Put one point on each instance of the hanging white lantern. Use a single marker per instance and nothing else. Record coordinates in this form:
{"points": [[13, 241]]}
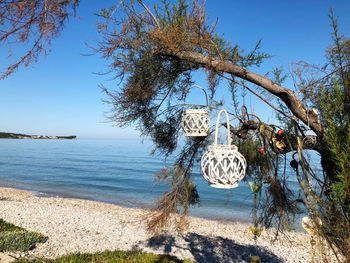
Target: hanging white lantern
{"points": [[222, 165], [196, 122]]}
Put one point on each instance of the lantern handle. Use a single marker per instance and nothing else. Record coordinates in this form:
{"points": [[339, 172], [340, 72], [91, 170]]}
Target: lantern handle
{"points": [[196, 86], [217, 128]]}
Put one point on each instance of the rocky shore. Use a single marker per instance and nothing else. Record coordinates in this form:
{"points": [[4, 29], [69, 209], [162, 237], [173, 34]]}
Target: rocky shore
{"points": [[74, 225]]}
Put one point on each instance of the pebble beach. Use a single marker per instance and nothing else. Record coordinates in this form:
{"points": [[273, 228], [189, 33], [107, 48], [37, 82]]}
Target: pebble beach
{"points": [[76, 225]]}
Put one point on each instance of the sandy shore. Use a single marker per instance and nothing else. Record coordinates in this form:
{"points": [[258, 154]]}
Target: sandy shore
{"points": [[74, 225]]}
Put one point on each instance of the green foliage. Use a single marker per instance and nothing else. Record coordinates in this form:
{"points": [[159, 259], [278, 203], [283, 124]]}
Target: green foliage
{"points": [[4, 226], [109, 257], [21, 240]]}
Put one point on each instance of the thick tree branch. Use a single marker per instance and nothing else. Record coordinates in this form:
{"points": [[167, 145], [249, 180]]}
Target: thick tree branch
{"points": [[277, 144]]}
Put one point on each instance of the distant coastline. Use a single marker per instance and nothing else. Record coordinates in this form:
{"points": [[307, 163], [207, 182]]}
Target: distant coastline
{"points": [[9, 135]]}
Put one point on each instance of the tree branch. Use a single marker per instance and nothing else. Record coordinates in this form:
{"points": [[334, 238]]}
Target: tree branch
{"points": [[279, 145], [309, 117]]}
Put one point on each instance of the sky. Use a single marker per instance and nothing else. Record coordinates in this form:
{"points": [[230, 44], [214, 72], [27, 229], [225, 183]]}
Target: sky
{"points": [[60, 94]]}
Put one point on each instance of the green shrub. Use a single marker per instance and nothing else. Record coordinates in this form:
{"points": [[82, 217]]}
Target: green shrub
{"points": [[109, 257], [19, 240]]}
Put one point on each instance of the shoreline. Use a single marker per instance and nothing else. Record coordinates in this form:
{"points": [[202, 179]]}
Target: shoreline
{"points": [[125, 203], [77, 225]]}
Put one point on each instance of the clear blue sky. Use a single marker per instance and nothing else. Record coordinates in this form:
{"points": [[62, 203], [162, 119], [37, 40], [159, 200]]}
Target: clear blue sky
{"points": [[59, 95]]}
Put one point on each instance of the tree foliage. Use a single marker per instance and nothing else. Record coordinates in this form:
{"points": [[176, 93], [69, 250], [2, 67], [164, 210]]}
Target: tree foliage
{"points": [[154, 54]]}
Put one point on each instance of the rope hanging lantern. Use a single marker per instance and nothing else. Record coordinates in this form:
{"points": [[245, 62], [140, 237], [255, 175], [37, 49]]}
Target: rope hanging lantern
{"points": [[196, 122], [222, 165]]}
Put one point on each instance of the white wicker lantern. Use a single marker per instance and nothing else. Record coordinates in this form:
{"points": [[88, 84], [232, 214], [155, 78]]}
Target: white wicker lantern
{"points": [[222, 165], [196, 122]]}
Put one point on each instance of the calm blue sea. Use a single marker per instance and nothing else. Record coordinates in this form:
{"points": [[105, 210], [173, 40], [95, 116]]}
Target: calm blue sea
{"points": [[113, 171]]}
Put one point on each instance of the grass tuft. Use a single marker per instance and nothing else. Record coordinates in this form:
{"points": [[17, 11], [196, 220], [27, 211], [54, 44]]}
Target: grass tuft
{"points": [[109, 257]]}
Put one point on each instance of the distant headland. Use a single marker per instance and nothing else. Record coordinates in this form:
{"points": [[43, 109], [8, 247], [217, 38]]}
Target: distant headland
{"points": [[8, 135]]}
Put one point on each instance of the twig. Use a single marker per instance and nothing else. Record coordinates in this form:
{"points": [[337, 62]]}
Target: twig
{"points": [[257, 96], [149, 12]]}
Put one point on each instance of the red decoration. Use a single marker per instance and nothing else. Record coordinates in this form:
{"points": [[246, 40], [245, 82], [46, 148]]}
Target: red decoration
{"points": [[280, 133], [267, 180], [294, 164]]}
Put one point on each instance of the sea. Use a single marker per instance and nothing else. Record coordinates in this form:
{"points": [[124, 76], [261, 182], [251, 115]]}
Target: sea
{"points": [[119, 171]]}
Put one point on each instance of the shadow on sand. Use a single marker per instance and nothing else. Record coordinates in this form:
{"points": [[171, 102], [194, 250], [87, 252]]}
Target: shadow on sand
{"points": [[211, 249]]}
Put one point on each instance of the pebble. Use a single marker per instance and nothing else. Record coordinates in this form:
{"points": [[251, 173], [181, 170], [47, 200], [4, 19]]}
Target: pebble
{"points": [[75, 225]]}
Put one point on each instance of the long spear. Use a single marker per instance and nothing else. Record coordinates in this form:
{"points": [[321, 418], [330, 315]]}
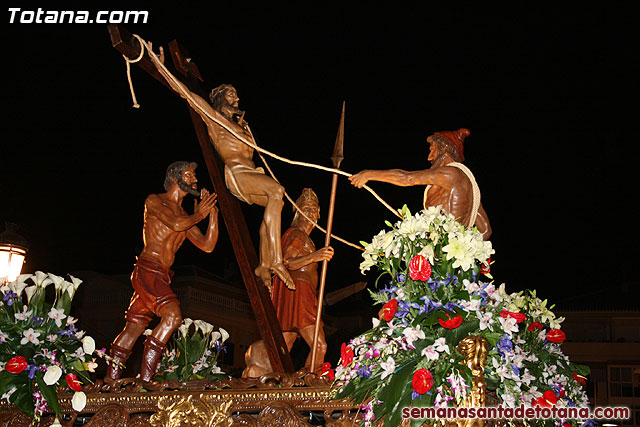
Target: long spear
{"points": [[336, 158]]}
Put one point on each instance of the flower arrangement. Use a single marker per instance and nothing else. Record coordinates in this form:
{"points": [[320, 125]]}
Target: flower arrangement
{"points": [[433, 298], [192, 353], [41, 350]]}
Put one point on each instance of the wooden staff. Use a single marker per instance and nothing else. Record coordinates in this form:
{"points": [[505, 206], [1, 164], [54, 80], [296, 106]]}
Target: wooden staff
{"points": [[336, 158]]}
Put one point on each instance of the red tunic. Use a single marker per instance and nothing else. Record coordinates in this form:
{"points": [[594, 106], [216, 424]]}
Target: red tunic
{"points": [[151, 290], [297, 309]]}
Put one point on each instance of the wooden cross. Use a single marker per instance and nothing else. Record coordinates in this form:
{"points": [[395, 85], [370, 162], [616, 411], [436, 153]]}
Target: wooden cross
{"points": [[243, 248]]}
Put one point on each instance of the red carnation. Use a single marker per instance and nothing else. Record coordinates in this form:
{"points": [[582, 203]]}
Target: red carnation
{"points": [[556, 336], [550, 397], [389, 310], [419, 268], [73, 383], [518, 316], [580, 378], [346, 353], [452, 322], [422, 381], [486, 267], [534, 326], [16, 364], [326, 370]]}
=======
[PROBLEM DESCRIPTION] All lines in the listing above from the line containing "Target: twig" to the line containing "Put one point on each instance of the sea.", inclusive, should be retyped exactly; no other lines should appear.

[REPLY]
Target: twig
{"points": [[257, 96], [149, 12]]}
Put one point on each instance of the red decoration. Use a single marker per instance and nothing else. Record coordinates in this form:
{"points": [[246, 40], [245, 82], [46, 148]]}
Target: red decoration
{"points": [[280, 133], [267, 180], [294, 164]]}
Put one point on each instance of the sea. Use a single marker per instance and nothing else. Record coordinates in this form:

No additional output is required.